Pull each line with the string "below" from the entries.
= Beginning of Section =
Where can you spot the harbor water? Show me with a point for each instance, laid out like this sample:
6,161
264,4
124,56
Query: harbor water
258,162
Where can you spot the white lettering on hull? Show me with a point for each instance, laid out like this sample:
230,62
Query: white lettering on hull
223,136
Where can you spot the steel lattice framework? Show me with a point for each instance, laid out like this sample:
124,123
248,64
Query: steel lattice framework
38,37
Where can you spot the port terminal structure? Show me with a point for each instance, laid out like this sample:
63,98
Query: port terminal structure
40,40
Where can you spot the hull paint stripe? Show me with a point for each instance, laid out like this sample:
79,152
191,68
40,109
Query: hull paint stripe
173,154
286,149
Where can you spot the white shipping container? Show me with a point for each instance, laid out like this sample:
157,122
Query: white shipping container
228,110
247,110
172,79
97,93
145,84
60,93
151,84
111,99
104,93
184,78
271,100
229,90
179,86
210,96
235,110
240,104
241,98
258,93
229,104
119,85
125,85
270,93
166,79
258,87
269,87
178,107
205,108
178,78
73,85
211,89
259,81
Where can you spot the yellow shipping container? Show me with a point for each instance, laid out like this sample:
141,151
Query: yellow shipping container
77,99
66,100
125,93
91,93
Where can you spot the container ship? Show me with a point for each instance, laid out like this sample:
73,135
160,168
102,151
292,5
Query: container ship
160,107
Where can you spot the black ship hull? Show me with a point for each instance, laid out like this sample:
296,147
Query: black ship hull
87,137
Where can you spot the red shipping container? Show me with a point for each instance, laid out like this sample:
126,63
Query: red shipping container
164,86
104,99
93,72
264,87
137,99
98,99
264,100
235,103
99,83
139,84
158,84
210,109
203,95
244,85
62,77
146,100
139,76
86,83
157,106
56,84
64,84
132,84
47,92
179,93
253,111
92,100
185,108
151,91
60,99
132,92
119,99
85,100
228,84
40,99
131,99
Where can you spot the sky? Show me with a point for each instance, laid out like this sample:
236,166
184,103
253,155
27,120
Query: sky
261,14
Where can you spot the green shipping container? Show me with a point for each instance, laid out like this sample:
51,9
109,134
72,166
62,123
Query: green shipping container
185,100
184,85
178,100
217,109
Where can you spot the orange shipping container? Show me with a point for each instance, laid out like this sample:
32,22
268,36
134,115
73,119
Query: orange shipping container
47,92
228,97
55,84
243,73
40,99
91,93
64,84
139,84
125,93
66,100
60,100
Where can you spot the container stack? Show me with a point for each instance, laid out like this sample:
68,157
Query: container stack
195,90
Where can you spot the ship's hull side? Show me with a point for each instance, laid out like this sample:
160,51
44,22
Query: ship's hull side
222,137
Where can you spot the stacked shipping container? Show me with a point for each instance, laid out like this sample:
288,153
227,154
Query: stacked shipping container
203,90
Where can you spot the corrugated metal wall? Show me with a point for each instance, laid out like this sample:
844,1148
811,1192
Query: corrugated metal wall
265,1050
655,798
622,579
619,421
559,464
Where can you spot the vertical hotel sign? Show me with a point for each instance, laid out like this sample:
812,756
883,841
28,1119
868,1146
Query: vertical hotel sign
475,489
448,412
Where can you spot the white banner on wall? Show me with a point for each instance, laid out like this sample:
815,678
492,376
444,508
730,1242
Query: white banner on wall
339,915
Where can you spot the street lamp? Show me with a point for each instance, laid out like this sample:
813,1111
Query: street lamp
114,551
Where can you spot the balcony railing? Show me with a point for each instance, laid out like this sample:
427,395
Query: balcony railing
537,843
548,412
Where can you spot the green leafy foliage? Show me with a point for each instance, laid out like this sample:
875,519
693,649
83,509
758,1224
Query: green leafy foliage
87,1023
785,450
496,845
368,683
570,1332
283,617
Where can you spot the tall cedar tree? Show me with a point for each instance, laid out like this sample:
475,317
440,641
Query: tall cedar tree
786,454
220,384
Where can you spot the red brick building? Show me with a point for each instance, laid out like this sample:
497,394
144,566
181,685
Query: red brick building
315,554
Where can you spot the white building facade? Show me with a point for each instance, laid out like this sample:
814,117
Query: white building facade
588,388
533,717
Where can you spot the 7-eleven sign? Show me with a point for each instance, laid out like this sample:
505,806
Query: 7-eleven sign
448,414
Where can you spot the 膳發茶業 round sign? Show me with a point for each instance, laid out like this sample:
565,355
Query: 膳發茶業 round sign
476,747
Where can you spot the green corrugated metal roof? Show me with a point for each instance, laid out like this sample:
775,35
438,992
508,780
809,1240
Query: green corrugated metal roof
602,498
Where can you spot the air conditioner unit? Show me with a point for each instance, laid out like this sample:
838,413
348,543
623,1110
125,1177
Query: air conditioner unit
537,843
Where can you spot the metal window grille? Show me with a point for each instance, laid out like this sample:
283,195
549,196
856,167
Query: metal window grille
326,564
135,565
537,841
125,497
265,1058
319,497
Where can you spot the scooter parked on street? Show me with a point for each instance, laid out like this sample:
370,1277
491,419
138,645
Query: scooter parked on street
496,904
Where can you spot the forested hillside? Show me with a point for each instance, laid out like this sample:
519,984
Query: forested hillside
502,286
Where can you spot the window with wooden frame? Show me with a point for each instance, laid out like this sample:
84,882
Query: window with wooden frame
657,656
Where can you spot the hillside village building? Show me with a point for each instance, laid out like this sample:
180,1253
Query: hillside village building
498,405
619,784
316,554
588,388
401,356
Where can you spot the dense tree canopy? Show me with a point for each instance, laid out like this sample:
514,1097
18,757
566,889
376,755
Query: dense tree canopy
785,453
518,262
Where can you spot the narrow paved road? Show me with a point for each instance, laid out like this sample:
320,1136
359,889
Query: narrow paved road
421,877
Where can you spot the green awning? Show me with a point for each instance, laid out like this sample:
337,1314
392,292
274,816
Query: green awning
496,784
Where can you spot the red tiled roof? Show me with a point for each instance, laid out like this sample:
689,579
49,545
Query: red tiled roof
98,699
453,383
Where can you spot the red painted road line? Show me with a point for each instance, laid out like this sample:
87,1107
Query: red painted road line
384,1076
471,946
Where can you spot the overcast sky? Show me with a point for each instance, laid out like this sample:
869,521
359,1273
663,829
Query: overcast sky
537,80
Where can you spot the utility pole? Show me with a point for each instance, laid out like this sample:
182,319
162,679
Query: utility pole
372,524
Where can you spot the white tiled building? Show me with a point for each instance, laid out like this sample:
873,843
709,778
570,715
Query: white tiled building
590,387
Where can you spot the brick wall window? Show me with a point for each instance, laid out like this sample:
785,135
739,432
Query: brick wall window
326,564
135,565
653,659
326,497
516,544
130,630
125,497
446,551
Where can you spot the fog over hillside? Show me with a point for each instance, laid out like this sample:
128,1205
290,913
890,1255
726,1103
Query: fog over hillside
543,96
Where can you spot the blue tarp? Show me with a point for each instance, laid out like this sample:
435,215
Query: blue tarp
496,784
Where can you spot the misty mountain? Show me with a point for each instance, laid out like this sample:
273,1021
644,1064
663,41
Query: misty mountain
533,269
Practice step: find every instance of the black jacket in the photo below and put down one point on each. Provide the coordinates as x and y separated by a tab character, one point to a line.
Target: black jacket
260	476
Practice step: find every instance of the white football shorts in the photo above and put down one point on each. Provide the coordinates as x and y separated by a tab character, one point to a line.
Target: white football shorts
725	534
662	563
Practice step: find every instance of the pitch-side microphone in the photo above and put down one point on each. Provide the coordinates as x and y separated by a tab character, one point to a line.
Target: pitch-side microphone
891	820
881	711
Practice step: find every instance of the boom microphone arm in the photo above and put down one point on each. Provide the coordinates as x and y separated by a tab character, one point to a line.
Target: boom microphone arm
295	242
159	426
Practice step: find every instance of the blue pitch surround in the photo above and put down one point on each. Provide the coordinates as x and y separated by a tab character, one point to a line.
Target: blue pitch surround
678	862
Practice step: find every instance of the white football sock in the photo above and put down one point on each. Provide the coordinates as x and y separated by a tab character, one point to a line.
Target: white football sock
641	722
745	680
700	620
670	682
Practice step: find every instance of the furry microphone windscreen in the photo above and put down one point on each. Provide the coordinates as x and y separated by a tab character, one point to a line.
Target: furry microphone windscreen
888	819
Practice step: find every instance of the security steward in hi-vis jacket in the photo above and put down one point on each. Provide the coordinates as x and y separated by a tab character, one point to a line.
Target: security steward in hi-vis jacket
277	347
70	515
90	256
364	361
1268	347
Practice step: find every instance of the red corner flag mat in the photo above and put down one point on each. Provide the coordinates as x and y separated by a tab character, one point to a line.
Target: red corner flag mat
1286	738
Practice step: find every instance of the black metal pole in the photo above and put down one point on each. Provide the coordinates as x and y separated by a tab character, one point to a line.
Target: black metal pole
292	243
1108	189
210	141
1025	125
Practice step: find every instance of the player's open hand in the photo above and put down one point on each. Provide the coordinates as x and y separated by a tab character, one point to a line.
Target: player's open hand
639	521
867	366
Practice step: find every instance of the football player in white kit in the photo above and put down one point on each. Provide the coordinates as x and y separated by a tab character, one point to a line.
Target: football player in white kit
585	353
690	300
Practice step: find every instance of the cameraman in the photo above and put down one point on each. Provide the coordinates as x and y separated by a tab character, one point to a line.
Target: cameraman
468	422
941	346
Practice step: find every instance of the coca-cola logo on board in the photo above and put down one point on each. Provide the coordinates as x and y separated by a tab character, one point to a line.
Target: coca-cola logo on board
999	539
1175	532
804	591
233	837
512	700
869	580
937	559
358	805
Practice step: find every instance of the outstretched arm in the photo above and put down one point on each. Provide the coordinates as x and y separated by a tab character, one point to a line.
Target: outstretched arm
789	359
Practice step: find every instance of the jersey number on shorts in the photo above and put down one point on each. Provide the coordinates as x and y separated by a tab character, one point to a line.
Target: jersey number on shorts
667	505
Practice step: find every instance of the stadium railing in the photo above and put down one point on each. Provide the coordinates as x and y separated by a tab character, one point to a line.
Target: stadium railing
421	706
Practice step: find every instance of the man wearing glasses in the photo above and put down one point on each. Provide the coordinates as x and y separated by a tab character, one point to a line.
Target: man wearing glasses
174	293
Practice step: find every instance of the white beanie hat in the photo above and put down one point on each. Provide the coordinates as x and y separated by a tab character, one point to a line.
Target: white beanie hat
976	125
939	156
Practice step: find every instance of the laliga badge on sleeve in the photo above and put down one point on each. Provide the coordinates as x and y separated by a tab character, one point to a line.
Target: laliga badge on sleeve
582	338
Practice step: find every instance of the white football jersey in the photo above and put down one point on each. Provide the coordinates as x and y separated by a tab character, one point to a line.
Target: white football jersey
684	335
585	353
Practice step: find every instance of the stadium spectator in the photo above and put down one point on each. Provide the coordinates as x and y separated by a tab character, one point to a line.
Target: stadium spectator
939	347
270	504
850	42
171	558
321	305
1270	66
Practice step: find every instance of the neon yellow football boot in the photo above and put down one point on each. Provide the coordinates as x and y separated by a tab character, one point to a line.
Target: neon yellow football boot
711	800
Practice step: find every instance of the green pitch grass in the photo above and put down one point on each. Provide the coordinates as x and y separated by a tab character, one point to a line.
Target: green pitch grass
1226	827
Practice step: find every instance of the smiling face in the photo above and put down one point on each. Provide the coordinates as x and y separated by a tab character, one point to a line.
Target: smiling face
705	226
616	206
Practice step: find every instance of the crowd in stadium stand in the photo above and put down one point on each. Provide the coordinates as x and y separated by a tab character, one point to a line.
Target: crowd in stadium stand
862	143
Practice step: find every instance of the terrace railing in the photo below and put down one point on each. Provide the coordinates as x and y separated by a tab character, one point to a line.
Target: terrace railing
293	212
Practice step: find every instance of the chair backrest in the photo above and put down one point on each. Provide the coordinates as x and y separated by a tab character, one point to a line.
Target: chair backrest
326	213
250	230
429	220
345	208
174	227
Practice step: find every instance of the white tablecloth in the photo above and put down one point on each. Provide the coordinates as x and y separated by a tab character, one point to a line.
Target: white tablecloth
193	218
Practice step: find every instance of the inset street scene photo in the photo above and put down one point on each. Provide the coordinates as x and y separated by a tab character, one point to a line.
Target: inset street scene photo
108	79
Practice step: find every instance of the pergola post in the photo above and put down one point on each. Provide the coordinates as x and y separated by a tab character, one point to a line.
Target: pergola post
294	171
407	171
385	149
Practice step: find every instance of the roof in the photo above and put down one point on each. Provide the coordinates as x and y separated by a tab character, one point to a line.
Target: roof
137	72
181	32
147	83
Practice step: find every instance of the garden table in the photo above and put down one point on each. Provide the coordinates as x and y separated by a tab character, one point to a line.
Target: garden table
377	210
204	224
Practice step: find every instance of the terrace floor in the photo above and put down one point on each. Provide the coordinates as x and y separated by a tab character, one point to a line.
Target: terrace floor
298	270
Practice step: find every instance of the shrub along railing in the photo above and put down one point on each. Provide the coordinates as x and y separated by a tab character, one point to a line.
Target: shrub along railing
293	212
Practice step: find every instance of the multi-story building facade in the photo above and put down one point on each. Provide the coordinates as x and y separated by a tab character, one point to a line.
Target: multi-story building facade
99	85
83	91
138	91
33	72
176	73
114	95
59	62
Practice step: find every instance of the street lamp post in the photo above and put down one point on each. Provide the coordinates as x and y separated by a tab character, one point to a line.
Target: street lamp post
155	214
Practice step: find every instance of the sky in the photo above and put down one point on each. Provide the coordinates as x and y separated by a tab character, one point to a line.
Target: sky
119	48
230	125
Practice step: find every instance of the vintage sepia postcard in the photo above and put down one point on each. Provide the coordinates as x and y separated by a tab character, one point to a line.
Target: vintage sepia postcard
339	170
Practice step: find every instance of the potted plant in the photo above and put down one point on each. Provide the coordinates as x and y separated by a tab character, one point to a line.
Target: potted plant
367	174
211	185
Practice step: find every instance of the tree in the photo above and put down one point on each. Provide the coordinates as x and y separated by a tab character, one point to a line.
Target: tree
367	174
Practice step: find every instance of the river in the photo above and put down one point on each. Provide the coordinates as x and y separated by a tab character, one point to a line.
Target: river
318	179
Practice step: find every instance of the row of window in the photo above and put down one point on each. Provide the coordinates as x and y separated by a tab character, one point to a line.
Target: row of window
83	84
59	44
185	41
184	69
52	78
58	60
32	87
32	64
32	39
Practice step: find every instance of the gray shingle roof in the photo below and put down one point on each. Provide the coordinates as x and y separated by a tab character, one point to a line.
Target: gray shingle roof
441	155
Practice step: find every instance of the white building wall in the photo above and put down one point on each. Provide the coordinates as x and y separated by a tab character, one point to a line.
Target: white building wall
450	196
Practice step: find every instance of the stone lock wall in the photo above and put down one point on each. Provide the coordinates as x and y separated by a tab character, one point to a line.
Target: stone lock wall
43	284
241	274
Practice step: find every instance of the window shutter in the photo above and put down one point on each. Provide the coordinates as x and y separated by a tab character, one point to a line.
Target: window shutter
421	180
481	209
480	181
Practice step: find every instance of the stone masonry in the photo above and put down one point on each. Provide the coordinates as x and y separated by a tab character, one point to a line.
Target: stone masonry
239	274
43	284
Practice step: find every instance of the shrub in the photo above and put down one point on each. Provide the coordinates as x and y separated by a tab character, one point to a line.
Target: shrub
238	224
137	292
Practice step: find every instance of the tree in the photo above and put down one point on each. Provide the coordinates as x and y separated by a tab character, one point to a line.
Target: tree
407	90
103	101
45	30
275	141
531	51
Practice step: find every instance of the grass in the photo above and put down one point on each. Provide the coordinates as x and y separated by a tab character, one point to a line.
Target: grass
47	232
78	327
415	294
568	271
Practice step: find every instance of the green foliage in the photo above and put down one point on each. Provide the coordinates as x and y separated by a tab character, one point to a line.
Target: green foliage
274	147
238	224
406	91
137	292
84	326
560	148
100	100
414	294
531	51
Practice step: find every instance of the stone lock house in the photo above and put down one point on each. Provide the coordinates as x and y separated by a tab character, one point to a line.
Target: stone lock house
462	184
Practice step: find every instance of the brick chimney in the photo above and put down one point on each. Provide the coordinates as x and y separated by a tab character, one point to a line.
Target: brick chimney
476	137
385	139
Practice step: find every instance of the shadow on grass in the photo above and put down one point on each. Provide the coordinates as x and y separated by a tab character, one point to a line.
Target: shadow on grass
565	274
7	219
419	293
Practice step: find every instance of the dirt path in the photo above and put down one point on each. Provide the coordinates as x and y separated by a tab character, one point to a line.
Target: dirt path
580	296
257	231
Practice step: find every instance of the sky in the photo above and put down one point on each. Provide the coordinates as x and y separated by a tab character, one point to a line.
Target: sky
= End of Section =
* **Your solution**
Practice step: find every instance of the black jacket in the photo below and put down one point on each. Provide the coordinates as x and y separated by a tab character, one point to a line.
Practice step: find every instance of the terrace railing in the photo below and put down one point on each. Provide the coordinates as x and y separated by a tab character, one point to a line.
Practice step: find every instance of the gray shingle roof in the photo below and put down one point on each. Provide the coordinates as x and y separated by a tab character, one point to a line.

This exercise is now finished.